### Instruction:
Set down, word for word, the lines of the material below, starting at the line that contains "of the bicycle" and ending with the material's final line.

### Extracted data:

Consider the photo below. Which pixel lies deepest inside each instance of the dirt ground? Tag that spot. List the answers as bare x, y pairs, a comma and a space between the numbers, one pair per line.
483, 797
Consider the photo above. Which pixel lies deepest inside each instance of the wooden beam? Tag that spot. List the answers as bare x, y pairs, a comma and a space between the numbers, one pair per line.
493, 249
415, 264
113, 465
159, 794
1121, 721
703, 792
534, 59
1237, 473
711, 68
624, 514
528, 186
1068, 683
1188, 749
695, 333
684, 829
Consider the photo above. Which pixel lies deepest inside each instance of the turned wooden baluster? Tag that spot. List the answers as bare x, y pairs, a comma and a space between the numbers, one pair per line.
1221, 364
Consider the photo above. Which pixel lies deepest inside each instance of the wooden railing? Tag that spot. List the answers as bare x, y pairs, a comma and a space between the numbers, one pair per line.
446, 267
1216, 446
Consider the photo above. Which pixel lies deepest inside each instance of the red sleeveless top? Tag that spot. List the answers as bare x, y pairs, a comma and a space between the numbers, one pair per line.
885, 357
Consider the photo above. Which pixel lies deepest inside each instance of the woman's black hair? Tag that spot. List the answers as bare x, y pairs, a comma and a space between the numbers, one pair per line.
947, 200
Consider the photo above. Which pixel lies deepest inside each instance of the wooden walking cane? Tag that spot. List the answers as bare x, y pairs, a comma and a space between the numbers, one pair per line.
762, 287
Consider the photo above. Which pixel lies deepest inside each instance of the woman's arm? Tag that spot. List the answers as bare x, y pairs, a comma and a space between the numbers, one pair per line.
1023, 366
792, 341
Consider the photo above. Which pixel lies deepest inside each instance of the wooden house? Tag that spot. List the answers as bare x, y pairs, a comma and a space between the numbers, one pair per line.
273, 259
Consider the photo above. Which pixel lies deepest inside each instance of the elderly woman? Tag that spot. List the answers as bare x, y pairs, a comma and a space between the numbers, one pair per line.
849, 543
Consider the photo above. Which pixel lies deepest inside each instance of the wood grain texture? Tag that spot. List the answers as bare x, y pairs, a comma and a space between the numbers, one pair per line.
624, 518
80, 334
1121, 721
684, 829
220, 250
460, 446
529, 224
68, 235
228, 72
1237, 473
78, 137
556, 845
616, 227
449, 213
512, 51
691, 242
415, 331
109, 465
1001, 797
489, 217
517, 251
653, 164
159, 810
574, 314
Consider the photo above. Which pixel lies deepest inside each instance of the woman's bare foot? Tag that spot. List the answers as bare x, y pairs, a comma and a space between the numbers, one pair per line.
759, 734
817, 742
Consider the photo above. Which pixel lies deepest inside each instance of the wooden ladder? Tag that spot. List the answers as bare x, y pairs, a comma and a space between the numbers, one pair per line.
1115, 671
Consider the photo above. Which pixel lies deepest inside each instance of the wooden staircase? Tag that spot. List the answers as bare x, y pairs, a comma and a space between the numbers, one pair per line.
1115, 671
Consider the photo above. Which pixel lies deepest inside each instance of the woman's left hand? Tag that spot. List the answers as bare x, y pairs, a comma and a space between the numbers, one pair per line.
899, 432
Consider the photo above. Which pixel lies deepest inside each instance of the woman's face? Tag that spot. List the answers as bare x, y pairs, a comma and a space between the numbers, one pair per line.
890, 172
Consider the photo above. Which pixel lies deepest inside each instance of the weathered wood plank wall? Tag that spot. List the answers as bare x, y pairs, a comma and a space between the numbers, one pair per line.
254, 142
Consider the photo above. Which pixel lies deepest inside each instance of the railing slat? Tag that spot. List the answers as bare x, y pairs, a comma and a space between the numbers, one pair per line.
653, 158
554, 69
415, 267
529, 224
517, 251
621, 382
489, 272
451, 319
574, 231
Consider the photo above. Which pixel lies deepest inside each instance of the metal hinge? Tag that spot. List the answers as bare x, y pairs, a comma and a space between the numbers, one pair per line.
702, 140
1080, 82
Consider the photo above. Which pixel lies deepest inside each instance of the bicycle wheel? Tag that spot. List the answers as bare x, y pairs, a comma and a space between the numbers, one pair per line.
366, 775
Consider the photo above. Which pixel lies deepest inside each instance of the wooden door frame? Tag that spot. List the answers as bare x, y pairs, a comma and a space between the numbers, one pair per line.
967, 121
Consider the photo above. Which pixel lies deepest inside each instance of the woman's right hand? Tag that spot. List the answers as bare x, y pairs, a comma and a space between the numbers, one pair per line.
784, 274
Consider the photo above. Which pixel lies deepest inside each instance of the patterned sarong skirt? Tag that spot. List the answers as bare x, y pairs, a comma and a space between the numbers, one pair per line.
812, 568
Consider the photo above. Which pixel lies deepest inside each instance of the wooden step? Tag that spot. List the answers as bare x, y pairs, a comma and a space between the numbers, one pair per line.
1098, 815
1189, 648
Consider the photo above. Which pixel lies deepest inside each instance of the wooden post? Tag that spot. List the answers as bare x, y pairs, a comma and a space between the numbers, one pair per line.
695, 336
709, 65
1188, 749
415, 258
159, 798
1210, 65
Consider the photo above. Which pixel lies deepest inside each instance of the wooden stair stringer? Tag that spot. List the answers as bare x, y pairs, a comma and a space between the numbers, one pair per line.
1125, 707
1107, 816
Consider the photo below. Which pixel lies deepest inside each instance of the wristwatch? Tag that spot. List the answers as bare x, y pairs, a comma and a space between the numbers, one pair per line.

### Exercise solution:
Consider the photo above. Which pixel lies deepest inside each instance of the bicycle wheel? Tag that spot. List the answers as bare x, y pairs, a comma and a space between the numbers, one pair per line.
366, 775
Consider the photo above. Which pixel lies deepest inside each instance of the wooden door frame? Tag that spot. List the answers as bare x, y pairs, a comma and a space between the numbers, one pair per line.
967, 121
Consider the photo above. Which pixel lies deepest inside each instance of the woman's right hand? Tag that spot. List the answers as bare x, y pairs, a comma and a space between the numbers, one pair per line.
784, 274
Consider the photo above. Which pixel lies deepest inside each instance of the patterned sarong skirt? Tag that spot. List the answers as bare x, y pairs, a comma and a space between the numbers, one pair per line.
812, 568
Consider the photo above. Which pixel lies deepest inside each instance of the wooden step? Tag that spot. List the answers as bare x, y pairs, a comma and a space between the numbers, one pair per line.
1098, 815
1189, 648
Consider the photo above. Which pixel lies deepest inside each instance of the wooden post? Tag that spot. List the answers as bare x, y pairs, a comma and a space between the numbers, one pair per line.
695, 336
709, 65
1188, 749
415, 258
159, 798
1210, 65
Consider the photo above. Which pixel lies deepest inside each instance of the wooden stair stringer? Tag that spot. List the answers as bare x, y pairs, a comma and a space between the numbers, one pair per line.
1125, 707
1107, 816
Consider the photo below. Which pixel lies deepest inside each instance of the wristwatch? Tag that spot. List the answers as bare x, y pairs, a comma and a space between the numbers, one pair per line.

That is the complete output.